[[ SOURCE DATA open ]]
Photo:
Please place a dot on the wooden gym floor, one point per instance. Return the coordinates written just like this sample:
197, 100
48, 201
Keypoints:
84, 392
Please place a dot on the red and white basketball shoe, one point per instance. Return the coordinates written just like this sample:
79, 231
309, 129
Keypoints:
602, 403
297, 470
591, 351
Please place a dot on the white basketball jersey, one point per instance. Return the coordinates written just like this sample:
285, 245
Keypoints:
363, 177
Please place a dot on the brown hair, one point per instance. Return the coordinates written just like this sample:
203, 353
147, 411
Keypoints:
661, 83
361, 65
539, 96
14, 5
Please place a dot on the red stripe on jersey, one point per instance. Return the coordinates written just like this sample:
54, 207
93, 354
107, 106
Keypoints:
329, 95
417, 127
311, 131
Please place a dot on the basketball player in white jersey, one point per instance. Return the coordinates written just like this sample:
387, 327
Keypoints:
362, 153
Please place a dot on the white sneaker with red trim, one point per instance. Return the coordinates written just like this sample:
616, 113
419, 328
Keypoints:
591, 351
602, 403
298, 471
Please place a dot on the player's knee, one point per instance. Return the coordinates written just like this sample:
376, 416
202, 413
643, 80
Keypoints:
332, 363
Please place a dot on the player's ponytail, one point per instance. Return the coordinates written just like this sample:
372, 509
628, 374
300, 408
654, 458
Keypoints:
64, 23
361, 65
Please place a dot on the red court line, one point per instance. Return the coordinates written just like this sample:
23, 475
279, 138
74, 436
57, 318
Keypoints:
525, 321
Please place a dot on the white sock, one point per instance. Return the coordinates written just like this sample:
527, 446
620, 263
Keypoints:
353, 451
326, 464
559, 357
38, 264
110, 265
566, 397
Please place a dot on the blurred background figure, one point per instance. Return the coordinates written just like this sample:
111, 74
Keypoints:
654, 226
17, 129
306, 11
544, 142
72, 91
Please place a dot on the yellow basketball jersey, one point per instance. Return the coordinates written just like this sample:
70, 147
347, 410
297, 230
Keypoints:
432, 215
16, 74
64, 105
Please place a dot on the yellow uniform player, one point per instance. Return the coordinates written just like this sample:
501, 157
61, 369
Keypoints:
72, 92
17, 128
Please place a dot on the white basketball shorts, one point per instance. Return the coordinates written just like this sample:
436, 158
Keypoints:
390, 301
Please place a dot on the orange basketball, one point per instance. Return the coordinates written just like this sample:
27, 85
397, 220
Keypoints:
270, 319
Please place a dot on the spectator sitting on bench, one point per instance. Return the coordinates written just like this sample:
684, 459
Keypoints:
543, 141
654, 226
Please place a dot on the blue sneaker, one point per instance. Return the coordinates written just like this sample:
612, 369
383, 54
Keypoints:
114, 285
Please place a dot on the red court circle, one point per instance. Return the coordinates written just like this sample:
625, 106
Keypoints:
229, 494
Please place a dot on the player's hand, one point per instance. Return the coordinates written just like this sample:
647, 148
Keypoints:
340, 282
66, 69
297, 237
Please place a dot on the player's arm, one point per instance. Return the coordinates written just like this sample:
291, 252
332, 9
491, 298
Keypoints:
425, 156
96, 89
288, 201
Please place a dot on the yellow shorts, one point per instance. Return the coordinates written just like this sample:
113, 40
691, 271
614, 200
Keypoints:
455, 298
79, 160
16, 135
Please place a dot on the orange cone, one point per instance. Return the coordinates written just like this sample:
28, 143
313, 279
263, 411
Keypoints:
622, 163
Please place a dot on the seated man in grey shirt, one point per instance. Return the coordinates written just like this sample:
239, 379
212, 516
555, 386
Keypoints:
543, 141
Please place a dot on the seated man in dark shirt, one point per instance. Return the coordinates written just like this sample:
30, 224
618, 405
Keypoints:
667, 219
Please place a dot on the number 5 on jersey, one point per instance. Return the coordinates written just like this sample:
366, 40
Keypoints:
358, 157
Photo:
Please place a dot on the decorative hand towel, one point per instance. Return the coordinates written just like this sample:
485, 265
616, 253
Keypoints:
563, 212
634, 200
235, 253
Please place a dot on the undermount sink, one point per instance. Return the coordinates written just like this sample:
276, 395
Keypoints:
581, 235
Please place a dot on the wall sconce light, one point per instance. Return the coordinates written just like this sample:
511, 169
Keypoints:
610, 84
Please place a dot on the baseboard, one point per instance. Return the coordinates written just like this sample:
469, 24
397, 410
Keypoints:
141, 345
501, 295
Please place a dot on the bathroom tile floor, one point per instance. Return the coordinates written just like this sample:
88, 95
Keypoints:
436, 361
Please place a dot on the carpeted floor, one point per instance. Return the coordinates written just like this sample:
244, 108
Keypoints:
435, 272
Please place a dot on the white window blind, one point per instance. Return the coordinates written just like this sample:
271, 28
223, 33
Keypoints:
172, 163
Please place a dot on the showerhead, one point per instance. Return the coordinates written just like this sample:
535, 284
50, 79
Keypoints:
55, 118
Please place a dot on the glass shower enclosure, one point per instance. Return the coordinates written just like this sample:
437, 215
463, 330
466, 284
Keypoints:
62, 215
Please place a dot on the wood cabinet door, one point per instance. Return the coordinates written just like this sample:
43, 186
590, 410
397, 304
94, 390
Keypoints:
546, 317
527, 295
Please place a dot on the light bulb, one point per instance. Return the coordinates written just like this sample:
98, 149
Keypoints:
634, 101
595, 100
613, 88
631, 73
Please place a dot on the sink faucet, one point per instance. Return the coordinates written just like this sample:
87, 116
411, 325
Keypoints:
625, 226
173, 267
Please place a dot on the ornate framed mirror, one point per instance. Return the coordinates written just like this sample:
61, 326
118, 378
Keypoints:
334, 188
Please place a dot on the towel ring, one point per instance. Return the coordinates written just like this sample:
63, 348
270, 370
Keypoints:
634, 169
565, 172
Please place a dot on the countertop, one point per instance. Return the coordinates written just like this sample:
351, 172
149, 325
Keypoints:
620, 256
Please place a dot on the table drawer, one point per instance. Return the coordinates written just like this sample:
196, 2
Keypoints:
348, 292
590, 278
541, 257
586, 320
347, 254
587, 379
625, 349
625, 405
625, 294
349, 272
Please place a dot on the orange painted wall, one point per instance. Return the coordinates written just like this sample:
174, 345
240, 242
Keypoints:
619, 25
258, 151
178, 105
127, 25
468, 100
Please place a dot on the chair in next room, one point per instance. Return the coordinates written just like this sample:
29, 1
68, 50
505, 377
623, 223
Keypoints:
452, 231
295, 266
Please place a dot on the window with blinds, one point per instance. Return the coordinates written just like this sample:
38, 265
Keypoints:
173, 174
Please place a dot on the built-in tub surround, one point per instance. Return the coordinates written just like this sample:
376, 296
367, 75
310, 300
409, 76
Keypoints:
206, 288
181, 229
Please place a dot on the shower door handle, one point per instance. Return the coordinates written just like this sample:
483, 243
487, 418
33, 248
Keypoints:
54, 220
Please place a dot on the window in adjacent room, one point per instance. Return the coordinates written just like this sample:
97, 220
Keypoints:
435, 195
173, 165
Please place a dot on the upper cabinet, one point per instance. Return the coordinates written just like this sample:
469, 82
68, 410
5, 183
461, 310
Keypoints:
[[ SOURCE DATA closed ]]
_WHAT THIS TASK INVOLVES:_ Down to the last line, reproduce the entries above precisely.

_EXERCISE SOLUTION:_
Photo:
Please place a dot on the wooden gym floor, one point per instance. Return the coordinates written just like this sample:
197, 100
48, 201
Keypoints:
84, 392
Please place a dot on the red and white basketball shoe, one point per instance. Return the coordinates written just like this sample:
79, 231
309, 129
Keypoints:
602, 403
297, 470
591, 351
Please place a dot on the white basketball jersey, one point per instance. Return the coordinates written just like this sample:
285, 245
Keypoints:
363, 177
Please place a dot on the brown hair, one point per instance. Return the coordinates written just like this sample:
203, 353
147, 411
Keypoints:
661, 83
361, 65
539, 96
14, 5
Please place a dot on the red stripe on jersey, one point per instance. Return the coordinates written just like this sample:
54, 207
93, 354
107, 106
Keypoints:
329, 95
417, 127
311, 131
Please place a dot on the basketball player in white jersey, one point per instance. Return the coordinates written just like this sample:
387, 327
Keypoints:
362, 153
Please place a dot on the white sneaker with red trim, one point per instance. Return the coordinates written just like this sample:
616, 113
419, 328
Keypoints:
591, 351
602, 403
298, 471
Please place a dot on the player's knee, one point per instance. Return the coordinates written just like this sample:
376, 416
202, 413
643, 80
Keypoints:
332, 363
Please place a dot on the player's ponytail, one point per instance. Return the coordinates written just like this sample:
372, 509
628, 374
300, 408
654, 458
Keypoints:
64, 23
361, 65
Please place a dot on the red court line, one point per instance. Return the coordinates written just like this sample:
23, 475
279, 138
74, 436
57, 318
Keypoints:
525, 321
Please place a dot on the white sock, one point per instance. Return the coordinates written just like this sample:
527, 446
620, 263
Keypoints:
353, 451
326, 464
559, 357
38, 264
110, 265
566, 397
Please place a dot on the blurred background figure, one point per instance. Return the coordinates written just like this sample:
111, 74
Keypoints:
654, 226
17, 129
306, 11
544, 142
72, 91
Please place a dot on the yellow basketball jersey, one point per instance. Return the coordinates written just like this sample:
70, 147
347, 410
297, 230
Keypoints:
432, 215
16, 74
64, 105
Please place a dot on the yellow uniform player, one point per instance. Return the coordinates written just like this sample:
501, 157
61, 369
Keypoints:
72, 92
17, 128
Please place a dot on the white basketball shorts, one point per instance. Return the coordinates written just like this sample:
436, 158
Keypoints:
390, 301
Please place a dot on the orange basketball, one point per instance. Return the coordinates written just like this sample:
27, 85
397, 220
Keypoints:
270, 319
Please place a dot on the spectator sitting on bench, one point per instance. Return the coordinates written just like this sample:
684, 459
Keypoints:
543, 141
654, 226
Please place a dot on the blue sneaker, one point per instance. Return the coordinates written just like this sample:
612, 369
383, 54
Keypoints:
114, 285
Please place a dot on the red court circle, one point per instance. Return the coordinates written just like this sample:
625, 106
Keypoints:
229, 494
Please place a dot on the player's hand, one point per instance. Return the coordinates written just like this sample:
647, 148
Keypoints:
340, 282
66, 69
297, 237
Please place a dot on the player's arm, one point per instance. Return the coordinates written just like this sample:
291, 252
332, 9
491, 298
Keypoints:
425, 156
96, 89
288, 201
Please place a dot on the yellow shorts, one point per instance. Return the coordinates written just like this sample:
113, 40
691, 271
614, 200
Keypoints:
455, 298
79, 160
16, 135
Please place a dot on the orange cone, one point per instance. Return the coordinates written just like this sample:
28, 143
313, 279
263, 411
Keypoints:
622, 163
Please place a dot on the seated man in grey shirt, one point per instance. Return the coordinates written just like this sample:
239, 379
212, 516
555, 386
Keypoints:
543, 141
Please place a dot on the seated man in dark shirt, one point per instance. Return the coordinates written just like this sample:
30, 224
618, 405
Keypoints:
667, 219
Please place a dot on the number 5 on jersey, one point per instance. Return the coordinates written just like this sample:
366, 40
Keypoints:
358, 157
Photo:
Please place a dot on the decorative hand towel, one point per instance. Return the coordinates written just like this sample:
485, 265
616, 253
Keypoints:
563, 212
634, 200
235, 253
Please place a dot on the undermount sink, one point per instance. Return the coordinates written just like this sample:
276, 395
Keypoints:
581, 235
Please place a dot on the wall sconce light, one point per instance. Return the coordinates written just like this sample:
511, 169
Keypoints:
610, 84
Please place a dot on the baseboard, one point per instance. Return the coordinates written just like this sample:
469, 24
397, 410
Keypoints:
141, 345
501, 295
Please place a dot on the bathroom tile floor, one point per instance. Return the coordinates written just like this sample:
88, 95
Keypoints:
436, 361
Please place a dot on the carpeted floor, one point per instance. Return the coordinates written just like this sample:
244, 108
Keypoints:
435, 272
Please place a dot on the white window blind, one point per instance. Return the coordinates written just like this sample:
271, 28
223, 33
Keypoints:
172, 163
Please place a dot on the showerhead, one point per instance. Return the coordinates written just like this sample:
535, 284
50, 79
Keypoints:
55, 118
Please place a dot on the glass shower enclosure, one point per instance. Return the coordinates written just like this sample:
437, 215
463, 330
466, 284
Keypoints:
62, 215
Please place a dot on the wood cabinet door, one point per instance. Return the coordinates written just like this sample:
43, 186
590, 410
397, 304
94, 390
Keypoints:
546, 317
527, 295
Please place a dot on the light bulb, one point per instance. Return the coordinates written just like this sample:
98, 149
Keypoints:
634, 101
595, 100
613, 88
631, 73
Please place a dot on the sink faucet, one point per instance. Return the coordinates written just like this sample:
87, 116
411, 325
Keypoints:
625, 226
173, 267
Please place a dot on the ornate framed mirror, one point per instance. Return the coordinates written just like this sample:
61, 326
118, 378
Keypoints:
334, 188
Please place a dot on the towel ring, one point per instance. Return the coordinates written just like this sample:
63, 348
270, 370
Keypoints:
634, 169
565, 172
Please place a dot on the countertop, one point per instance. Return the coordinates written just like this sample:
351, 172
149, 325
Keypoints:
620, 256
Please place a dot on the table drawer, one point per instance. Return the coordinates written just like this sample:
196, 2
Keypoints:
348, 292
590, 278
541, 257
586, 320
347, 254
587, 379
625, 349
625, 405
625, 294
349, 272
Please place a dot on the orange painted wall, one point per instance. Return the coordinates written just like this sample:
174, 345
240, 242
Keypoints:
619, 25
258, 151
178, 105
127, 25
468, 100
Please place a dot on the chair in next room, one point per instance. Return the coordinates written just like this sample:
29, 1
68, 50
505, 377
623, 223
Keypoints:
452, 231
295, 266
Please place a dot on the window with blinds, one point per instance. Return the coordinates written just like this sample:
38, 265
Keypoints:
173, 174
Please place a dot on the built-in tub surround, one point per instance. Return the coordinates written just like this sample:
376, 296
367, 75
310, 300
409, 76
Keypoints:
206, 288
181, 229
Please place a dot on the shower door handle, one point per instance. Return the coordinates written just like this sample:
483, 243
487, 418
33, 248
Keypoints:
54, 220
Please place a dot on the window in adjacent room, one point per instance. Return the coordinates written just like this sample:
97, 220
Keypoints:
435, 195
173, 165
Please place a dot on the upper cabinet, one point per instance. Return the coordinates written just like this sample:
469, 82
68, 410
5, 183
461, 310
Keypoints:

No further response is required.